Blue Lagoon, Yasawas, Fiji

Author:  Pete
Location:  Blue Lagoon, Yasawas, Fiji

 

We set sail in the morning from Somosomo Bay heading north along the west side of Yanggeta and Matathawa Levu islands keeping a wary eye on all those poorly charted reefs.  The charts are so contradictory that at one point the chart plotter showed us sailing over a reef that was supposed to be ‘awash’ (think ankle deep), but really we were in 150 feet of water with the reef clearly visible 300 meters to our port.  We were exceedingly happy to be sailing in so much sunshine.  Cutting into the island chain, we anchored Tayrona in the excellent protection of the Blue Lagoon.
····················
_Given exercise 1_:
Reproduce the rows verbatim, everything from the very first row down to the one containing "[[[67,126],[72,129],[81,129],[81,119],[67,119]]]", with both ends included. Omit the pictures from your copy.

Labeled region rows
····················
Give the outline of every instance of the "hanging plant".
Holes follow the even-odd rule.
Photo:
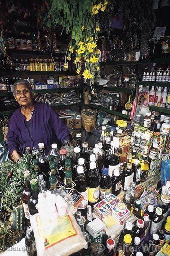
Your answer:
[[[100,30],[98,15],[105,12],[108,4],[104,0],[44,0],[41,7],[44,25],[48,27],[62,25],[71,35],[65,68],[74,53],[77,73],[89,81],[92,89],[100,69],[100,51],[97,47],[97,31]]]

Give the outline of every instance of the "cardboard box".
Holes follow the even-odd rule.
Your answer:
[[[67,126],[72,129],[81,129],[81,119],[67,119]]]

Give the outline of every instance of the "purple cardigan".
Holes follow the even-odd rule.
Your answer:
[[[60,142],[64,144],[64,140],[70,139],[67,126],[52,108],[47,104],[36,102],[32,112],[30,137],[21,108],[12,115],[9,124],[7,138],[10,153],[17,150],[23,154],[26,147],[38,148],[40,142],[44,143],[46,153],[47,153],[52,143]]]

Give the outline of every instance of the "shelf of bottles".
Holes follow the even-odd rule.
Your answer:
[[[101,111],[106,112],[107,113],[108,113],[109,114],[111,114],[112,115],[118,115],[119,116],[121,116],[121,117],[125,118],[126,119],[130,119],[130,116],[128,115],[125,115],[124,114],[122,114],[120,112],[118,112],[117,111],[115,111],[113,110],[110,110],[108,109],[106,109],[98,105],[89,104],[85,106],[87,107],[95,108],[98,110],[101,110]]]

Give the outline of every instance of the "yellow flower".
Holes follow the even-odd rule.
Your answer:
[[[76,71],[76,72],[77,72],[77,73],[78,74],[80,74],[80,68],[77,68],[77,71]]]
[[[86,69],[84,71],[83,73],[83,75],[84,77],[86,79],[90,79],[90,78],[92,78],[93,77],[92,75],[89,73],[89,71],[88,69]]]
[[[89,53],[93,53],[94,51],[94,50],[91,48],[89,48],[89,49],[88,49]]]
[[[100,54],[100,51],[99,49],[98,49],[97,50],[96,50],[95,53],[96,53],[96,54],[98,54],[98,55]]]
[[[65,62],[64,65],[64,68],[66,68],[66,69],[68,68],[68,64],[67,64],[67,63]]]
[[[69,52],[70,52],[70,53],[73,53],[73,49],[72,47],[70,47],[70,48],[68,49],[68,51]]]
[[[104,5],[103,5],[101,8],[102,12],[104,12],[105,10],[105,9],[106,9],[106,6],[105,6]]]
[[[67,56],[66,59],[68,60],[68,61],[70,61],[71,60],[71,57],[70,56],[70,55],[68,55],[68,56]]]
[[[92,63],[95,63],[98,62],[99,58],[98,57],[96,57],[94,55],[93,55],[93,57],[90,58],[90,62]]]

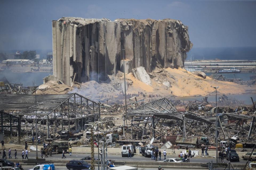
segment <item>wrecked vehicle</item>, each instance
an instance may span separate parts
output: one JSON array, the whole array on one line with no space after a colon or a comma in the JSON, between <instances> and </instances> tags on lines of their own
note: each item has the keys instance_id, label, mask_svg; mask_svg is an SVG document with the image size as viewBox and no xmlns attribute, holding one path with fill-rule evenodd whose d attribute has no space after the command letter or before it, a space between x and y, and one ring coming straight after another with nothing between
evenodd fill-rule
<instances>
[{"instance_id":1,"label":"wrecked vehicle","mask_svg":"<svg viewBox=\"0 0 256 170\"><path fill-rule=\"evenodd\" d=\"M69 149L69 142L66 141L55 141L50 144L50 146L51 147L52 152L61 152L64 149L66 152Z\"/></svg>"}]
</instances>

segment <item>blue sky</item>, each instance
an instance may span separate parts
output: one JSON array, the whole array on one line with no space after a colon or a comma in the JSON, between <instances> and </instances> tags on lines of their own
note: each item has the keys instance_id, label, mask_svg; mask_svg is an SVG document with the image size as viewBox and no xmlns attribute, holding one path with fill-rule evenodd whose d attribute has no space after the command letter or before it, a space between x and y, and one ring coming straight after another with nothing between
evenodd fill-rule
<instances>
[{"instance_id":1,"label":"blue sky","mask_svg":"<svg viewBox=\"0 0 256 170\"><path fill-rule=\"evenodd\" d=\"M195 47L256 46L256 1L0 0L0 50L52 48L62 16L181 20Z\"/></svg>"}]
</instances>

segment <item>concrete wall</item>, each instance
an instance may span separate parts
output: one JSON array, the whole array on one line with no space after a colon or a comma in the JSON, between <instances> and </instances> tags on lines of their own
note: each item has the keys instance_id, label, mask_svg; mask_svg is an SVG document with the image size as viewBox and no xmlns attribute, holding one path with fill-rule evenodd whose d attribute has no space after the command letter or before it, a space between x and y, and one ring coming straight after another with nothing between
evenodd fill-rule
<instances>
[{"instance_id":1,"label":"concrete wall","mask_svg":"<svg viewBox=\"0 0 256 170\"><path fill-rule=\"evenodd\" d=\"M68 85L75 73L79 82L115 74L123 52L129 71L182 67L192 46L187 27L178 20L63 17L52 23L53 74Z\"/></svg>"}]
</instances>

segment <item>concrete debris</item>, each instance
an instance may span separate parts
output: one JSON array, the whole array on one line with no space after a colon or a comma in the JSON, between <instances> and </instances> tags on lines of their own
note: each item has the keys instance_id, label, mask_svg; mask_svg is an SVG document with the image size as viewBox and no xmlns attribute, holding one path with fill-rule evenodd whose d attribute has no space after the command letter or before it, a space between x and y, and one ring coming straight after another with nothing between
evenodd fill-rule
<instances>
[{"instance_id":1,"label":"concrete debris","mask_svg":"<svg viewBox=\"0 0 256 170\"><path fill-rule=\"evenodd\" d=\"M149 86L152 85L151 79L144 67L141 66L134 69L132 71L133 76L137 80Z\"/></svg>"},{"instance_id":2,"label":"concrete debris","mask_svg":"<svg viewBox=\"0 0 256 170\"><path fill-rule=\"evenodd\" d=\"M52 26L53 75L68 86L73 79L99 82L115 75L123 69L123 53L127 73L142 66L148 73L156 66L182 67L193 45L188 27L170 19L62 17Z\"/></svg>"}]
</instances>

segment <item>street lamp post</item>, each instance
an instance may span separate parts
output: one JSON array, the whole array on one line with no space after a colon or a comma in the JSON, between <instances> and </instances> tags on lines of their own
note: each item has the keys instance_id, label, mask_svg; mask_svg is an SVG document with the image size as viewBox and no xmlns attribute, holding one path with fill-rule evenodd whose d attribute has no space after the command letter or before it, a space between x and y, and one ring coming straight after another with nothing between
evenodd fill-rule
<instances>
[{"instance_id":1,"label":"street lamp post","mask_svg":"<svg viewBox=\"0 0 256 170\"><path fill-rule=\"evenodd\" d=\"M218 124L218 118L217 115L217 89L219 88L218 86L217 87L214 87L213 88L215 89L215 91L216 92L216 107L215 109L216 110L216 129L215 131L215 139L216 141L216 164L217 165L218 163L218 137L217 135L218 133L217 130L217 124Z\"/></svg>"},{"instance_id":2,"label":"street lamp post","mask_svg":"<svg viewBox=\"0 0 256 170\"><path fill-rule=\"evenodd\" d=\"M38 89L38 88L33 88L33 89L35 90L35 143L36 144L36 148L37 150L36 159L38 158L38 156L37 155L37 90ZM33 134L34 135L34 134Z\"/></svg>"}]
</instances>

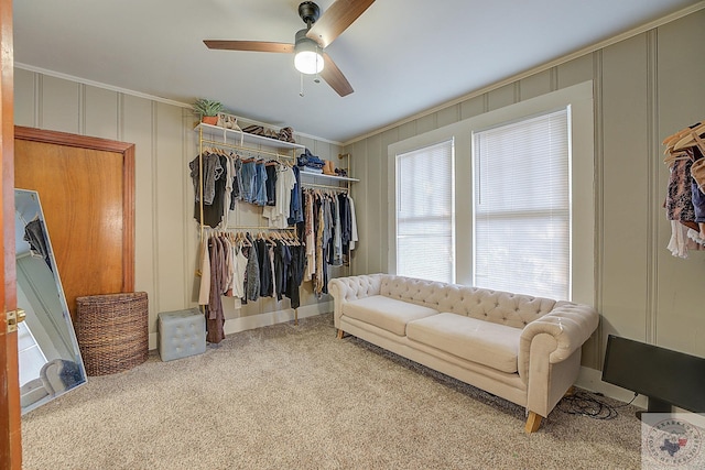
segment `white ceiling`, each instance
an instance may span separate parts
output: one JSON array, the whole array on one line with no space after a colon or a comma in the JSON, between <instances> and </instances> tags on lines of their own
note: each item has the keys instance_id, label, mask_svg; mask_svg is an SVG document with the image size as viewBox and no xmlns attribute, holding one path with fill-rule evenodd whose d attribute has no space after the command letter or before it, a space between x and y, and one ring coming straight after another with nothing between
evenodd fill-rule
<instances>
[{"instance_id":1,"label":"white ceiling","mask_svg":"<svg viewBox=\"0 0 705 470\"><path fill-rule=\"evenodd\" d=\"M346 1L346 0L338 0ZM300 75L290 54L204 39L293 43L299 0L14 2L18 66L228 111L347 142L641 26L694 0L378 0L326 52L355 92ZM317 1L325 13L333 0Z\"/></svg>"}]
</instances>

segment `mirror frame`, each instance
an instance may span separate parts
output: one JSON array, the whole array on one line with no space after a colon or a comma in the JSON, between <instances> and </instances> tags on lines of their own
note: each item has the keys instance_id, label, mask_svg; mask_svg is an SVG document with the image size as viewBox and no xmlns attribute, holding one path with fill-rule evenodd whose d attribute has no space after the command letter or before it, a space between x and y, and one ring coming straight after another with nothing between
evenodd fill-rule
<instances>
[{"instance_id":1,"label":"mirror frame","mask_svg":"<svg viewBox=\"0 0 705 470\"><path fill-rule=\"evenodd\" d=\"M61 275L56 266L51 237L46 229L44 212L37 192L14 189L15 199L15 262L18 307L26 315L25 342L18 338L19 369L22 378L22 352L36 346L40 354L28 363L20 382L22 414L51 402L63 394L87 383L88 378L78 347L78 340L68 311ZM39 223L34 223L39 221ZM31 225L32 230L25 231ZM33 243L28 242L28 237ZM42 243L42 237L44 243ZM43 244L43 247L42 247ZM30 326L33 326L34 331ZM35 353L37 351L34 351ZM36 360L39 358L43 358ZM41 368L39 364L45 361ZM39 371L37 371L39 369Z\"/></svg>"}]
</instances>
····················
_Given exercise 2_:
According to the Blue Lagoon text, how deep was the water when the chart plotter showed the boat sailing over a reef?

_Final result 1_:
Give the outline of every instance of the "hanging plant".
Holes follow the even-odd rule.
Photo:
Your answer:
[[[100,30],[98,15],[105,12],[108,4],[104,0],[44,0],[41,7],[44,25],[48,27],[62,25],[71,35],[65,68],[74,53],[77,73],[89,81],[92,89],[100,69],[100,51],[97,47],[97,31]]]

Give the outline of every instance of the "cardboard box".
Holes follow the even-odd rule.
Your answer:
[[[67,126],[72,129],[81,129],[81,119],[67,119]]]

_Final result 2_:
The water was 150 feet deep.